- **To do**
An exact, complete copy of the entries is needed, with the pictures left out.

---------- Exercise materials ----------

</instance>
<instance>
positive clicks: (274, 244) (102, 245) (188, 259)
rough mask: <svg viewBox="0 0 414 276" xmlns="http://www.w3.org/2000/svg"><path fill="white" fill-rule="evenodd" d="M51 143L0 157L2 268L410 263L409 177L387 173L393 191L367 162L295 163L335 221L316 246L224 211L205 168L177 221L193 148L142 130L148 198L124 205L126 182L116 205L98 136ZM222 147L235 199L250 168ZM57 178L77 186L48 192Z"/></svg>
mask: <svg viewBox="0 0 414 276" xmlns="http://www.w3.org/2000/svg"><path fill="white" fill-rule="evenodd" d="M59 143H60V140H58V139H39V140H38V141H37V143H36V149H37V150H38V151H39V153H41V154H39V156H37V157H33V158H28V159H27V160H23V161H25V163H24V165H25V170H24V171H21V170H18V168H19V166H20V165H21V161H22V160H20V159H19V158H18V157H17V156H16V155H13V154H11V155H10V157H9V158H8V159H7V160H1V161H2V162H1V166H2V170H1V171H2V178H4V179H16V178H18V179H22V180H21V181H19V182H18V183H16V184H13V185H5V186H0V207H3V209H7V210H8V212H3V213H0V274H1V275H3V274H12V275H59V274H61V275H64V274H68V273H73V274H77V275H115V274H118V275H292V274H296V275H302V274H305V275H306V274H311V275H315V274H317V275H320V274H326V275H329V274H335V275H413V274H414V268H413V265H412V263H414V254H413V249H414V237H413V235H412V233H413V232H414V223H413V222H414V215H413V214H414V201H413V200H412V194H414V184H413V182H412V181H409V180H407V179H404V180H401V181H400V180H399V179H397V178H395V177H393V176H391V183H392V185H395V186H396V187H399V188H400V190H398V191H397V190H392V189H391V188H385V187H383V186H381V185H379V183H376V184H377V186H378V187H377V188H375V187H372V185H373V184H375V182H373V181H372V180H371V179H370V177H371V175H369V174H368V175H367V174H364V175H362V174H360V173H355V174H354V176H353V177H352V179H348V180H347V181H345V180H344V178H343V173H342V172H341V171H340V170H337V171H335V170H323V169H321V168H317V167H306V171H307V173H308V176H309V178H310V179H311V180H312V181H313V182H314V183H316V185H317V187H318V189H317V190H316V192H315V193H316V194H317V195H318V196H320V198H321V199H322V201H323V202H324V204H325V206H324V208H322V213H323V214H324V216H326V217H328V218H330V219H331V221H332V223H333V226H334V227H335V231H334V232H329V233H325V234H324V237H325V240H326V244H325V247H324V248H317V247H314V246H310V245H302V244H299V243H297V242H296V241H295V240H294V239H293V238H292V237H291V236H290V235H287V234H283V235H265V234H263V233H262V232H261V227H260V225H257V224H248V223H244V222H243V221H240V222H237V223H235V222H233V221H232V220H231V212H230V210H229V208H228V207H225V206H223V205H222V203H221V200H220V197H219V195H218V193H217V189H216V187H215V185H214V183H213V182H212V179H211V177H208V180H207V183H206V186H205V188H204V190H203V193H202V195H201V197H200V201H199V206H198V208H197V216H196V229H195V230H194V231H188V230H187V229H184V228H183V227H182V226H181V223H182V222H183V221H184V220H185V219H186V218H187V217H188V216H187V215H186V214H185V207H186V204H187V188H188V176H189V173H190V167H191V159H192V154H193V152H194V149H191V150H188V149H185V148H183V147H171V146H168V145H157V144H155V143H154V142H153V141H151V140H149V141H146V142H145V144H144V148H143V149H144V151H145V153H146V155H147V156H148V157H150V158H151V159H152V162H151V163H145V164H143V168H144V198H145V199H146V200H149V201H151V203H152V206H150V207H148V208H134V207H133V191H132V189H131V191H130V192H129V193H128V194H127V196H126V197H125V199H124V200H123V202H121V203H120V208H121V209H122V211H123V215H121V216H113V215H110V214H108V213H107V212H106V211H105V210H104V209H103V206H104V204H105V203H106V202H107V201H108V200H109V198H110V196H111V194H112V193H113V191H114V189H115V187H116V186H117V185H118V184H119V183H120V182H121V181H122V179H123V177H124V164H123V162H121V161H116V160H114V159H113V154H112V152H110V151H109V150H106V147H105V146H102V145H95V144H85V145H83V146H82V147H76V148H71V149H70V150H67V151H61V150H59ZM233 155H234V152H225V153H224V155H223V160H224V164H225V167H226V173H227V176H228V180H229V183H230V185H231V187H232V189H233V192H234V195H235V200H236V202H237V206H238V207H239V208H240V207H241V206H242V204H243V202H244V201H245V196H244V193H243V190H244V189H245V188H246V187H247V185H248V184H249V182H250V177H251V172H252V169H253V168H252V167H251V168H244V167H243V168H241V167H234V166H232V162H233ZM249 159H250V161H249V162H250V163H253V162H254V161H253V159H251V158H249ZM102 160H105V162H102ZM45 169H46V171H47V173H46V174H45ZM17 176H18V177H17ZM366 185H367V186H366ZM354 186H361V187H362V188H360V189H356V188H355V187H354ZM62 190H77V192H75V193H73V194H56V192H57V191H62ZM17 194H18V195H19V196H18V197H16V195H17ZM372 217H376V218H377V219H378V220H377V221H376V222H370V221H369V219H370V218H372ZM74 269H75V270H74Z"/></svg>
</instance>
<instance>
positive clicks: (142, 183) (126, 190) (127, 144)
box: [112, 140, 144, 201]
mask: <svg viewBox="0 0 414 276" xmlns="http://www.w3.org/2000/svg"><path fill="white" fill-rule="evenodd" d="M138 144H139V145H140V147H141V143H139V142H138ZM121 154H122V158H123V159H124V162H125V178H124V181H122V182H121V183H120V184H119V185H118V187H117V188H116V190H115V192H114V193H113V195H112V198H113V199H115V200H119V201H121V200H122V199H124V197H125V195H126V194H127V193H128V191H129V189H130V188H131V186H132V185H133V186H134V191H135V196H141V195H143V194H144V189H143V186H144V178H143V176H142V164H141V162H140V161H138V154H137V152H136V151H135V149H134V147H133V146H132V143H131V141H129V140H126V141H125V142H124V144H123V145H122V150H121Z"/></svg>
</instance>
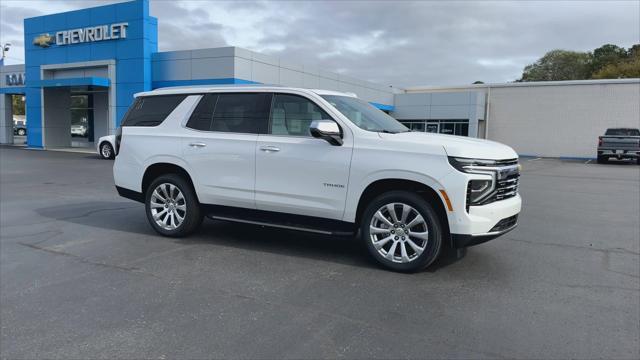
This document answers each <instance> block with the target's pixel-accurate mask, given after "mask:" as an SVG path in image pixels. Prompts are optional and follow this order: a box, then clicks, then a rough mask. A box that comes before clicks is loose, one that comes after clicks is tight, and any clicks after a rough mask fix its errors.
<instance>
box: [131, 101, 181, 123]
mask: <svg viewBox="0 0 640 360" xmlns="http://www.w3.org/2000/svg"><path fill="white" fill-rule="evenodd" d="M186 97H187V95H159V96H145V97H139V98H137V99H136V100H135V101H134V102H133V104H132V105H131V107H130V108H129V111H127V114H126V115H125V116H124V119H123V120H122V126H158V125H160V124H162V122H163V121H164V119H166V118H167V116H169V114H171V112H172V111H173V110H174V109H175V108H176V107H177V106H178V105H179V104H180V103H181V102H182V101H183V100H184V99H185V98H186Z"/></svg>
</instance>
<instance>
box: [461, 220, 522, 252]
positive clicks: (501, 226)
mask: <svg viewBox="0 0 640 360" xmlns="http://www.w3.org/2000/svg"><path fill="white" fill-rule="evenodd" d="M501 223H502V224H504V225H503V226H501ZM516 226H518V215H514V216H510V217H508V218H505V219H502V220H500V221H499V222H498V224H496V226H494V228H493V229H491V230H492V231H489V232H487V233H484V234H474V235H468V234H451V244H452V246H453V247H454V248H457V249H459V248H464V247H468V246H473V245H478V244H482V243H485V242H487V241H489V240H493V239H495V238H497V237H498V236H502V235H504V234H506V233H508V232H509V231H511V230H513V229H515V228H516Z"/></svg>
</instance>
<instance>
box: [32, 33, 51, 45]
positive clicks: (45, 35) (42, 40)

----------

- **Written reply**
</instance>
<instance>
positive clicks: (274, 244) (102, 245) (188, 259)
rough mask: <svg viewBox="0 0 414 276" xmlns="http://www.w3.org/2000/svg"><path fill="white" fill-rule="evenodd" d="M51 143L0 157L2 268L410 263L409 177L387 173L393 191L367 162L295 163L335 221L316 246L224 211L205 168L177 221L193 148L142 130L148 198L124 205L126 182L116 205L98 136ZM222 147L235 199L250 168ZM57 178L77 186L48 192Z"/></svg>
mask: <svg viewBox="0 0 414 276" xmlns="http://www.w3.org/2000/svg"><path fill="white" fill-rule="evenodd" d="M59 143H60V140H58V139H39V140H38V141H37V143H36V149H37V150H38V151H39V153H41V154H39V156H37V157H33V158H28V159H27V160H23V161H25V163H24V165H25V170H24V171H21V170H18V168H19V166H20V165H21V161H22V160H20V159H19V158H18V157H17V156H16V155H13V154H11V155H10V157H9V158H8V159H7V160H1V161H2V162H1V166H2V170H1V171H2V178H4V179H16V178H18V179H22V180H21V181H19V182H18V183H16V184H13V185H5V186H0V207H3V209H7V210H8V212H3V213H0V274H1V275H3V274H12V275H59V274H61V275H64V274H68V273H73V274H77V275H115V274H118V275H292V274H296V275H302V274H305V275H306V274H311V275H315V274H317V275H320V274H326V275H329V274H335V275H413V274H414V268H413V265H412V263H414V254H413V249H414V237H413V235H412V233H413V232H414V223H413V222H414V215H413V214H414V201H413V200H412V194H414V184H413V182H412V181H409V180H407V179H404V180H401V181H400V180H399V179H397V178H395V177H393V176H391V183H392V185H395V186H396V187H399V188H400V190H398V191H397V190H392V189H391V188H385V187H383V186H381V185H379V183H376V184H377V186H378V187H377V188H375V187H372V185H373V184H375V182H373V181H372V180H371V179H370V177H371V175H369V174H368V175H367V174H364V175H362V174H360V173H355V174H354V176H353V177H352V179H348V180H347V181H345V180H344V178H343V173H342V172H341V171H340V170H337V171H335V170H323V169H321V168H317V167H306V171H307V173H308V176H309V178H310V179H311V180H312V181H313V182H314V183H316V185H317V187H318V189H317V190H316V192H315V193H316V194H317V195H318V196H320V198H321V199H322V201H323V202H324V204H325V206H324V208H322V213H323V214H324V216H326V217H328V218H330V219H331V221H332V223H333V226H334V227H335V231H334V232H329V233H325V234H324V237H325V240H326V244H325V247H324V248H317V247H314V246H310V245H302V244H299V243H297V242H296V241H295V240H294V239H293V238H292V237H291V236H290V235H287V234H283V235H265V234H263V233H262V232H261V227H260V225H257V224H248V223H244V222H243V221H240V222H237V223H235V222H233V221H232V220H231V212H230V210H229V208H228V207H225V206H223V205H222V203H221V200H220V197H219V195H218V193H217V189H216V187H215V185H214V183H213V182H212V179H211V177H208V180H207V183H206V186H205V188H204V190H203V193H202V195H201V197H200V201H199V206H198V208H197V216H196V229H195V230H194V231H188V230H187V229H184V228H183V227H182V226H181V223H182V222H183V221H184V220H185V219H186V218H187V217H188V216H187V215H186V214H185V207H186V204H187V188H188V176H189V173H190V167H191V159H192V154H193V152H194V149H191V150H188V149H185V148H183V147H171V146H168V145H157V144H155V143H154V142H153V141H151V140H149V141H146V142H145V144H144V148H143V149H144V151H145V153H146V155H147V156H148V157H150V158H151V159H152V162H151V163H145V164H143V168H144V198H145V199H146V200H149V201H151V203H152V206H150V207H148V208H134V207H133V191H132V189H131V191H130V192H129V193H128V194H127V196H126V197H125V199H124V200H123V202H121V203H120V208H121V209H122V211H123V215H121V216H113V215H110V214H108V213H107V212H106V211H105V210H104V209H103V206H104V204H105V203H106V202H107V201H108V200H109V198H110V196H111V194H112V193H113V191H114V189H115V187H116V186H117V185H118V184H119V183H120V182H121V181H122V179H123V177H124V164H123V162H121V161H116V160H114V159H113V154H112V152H110V151H109V150H106V147H105V146H102V145H95V144H85V145H83V146H82V147H76V148H71V149H70V150H67V151H61V150H59ZM233 155H234V152H225V153H224V155H223V160H224V164H225V167H226V173H227V176H228V180H229V183H230V185H231V187H232V189H233V192H234V195H235V200H236V202H237V206H238V207H239V208H240V207H241V206H242V204H243V202H244V201H245V196H244V193H243V190H244V189H245V188H246V187H247V185H248V184H249V182H250V177H251V172H252V169H253V168H252V167H251V168H244V167H243V168H241V167H234V166H232V162H233ZM249 159H250V161H249V162H250V163H253V162H254V161H253V159H251V158H249ZM102 160H105V162H102ZM45 169H46V171H47V173H46V174H45ZM17 176H18V177H17ZM366 185H367V186H366ZM354 186H361V187H362V188H360V189H356V188H355V187H354ZM62 190H77V192H75V193H73V194H56V192H57V191H62ZM17 194H18V195H19V196H18V197H16V195H17ZM372 217H376V218H377V219H378V220H377V221H376V222H370V221H369V219H370V218H372ZM74 269H75V270H74Z"/></svg>
</instance>
<instance>
positive clicks: (142, 183) (126, 190) (127, 144)
box: [112, 140, 144, 201]
mask: <svg viewBox="0 0 414 276" xmlns="http://www.w3.org/2000/svg"><path fill="white" fill-rule="evenodd" d="M138 144H139V145H140V147H141V143H139V142H138ZM121 154H122V158H123V159H124V162H125V178H124V181H122V182H121V183H120V184H119V185H118V187H117V188H116V190H115V192H114V193H113V195H112V198H113V199H115V200H119V201H121V200H122V199H124V197H125V195H126V194H127V193H128V191H129V189H130V188H131V186H132V185H133V186H134V191H135V196H141V195H143V194H144V189H143V186H144V178H143V176H142V164H141V162H140V161H138V154H137V152H136V151H135V149H134V147H133V146H132V143H131V141H129V140H126V141H125V142H124V144H123V145H122V150H121Z"/></svg>
</instance>
This document answers each <instance> block with the target's pixel-accurate mask, given after "mask:" as an SVG path in image pixels. Prompts are optional and follow this order: a box, then clicks, then a rough mask. A box that comes before clicks is loose, one that comes after clicks is tight, and any clicks after a rough mask fix its errors.
<instance>
box: [131, 101, 181, 123]
mask: <svg viewBox="0 0 640 360" xmlns="http://www.w3.org/2000/svg"><path fill="white" fill-rule="evenodd" d="M186 97H187V95H159V96H145V97H139V98H137V99H136V100H135V101H134V102H133V104H132V105H131V107H130V108H129V111H127V114H126V115H125V116H124V119H123V120H122V126H158V125H160V124H162V122H163V121H164V119H166V118H167V116H169V114H171V112H172V111H173V110H174V109H175V108H176V107H177V106H178V105H179V104H180V103H181V102H182V101H183V100H184V99H185V98H186Z"/></svg>
</instance>
<instance>
box: [461, 220, 522, 252]
positive clicks: (501, 226)
mask: <svg viewBox="0 0 640 360" xmlns="http://www.w3.org/2000/svg"><path fill="white" fill-rule="evenodd" d="M501 223H502V224H504V225H503V226H501ZM516 226H518V215H514V216H510V217H508V218H505V219H502V220H500V221H499V222H498V224H496V226H494V228H493V229H491V230H492V231H489V232H487V233H484V234H474V235H468V234H451V244H452V246H453V247H454V248H457V249H459V248H464V247H468V246H473V245H478V244H482V243H485V242H487V241H489V240H493V239H495V238H497V237H498V236H502V235H504V234H506V233H508V232H509V231H511V230H513V229H515V228H516Z"/></svg>
</instance>
<instance>
box: [32, 33, 51, 45]
positive clicks: (45, 35) (42, 40)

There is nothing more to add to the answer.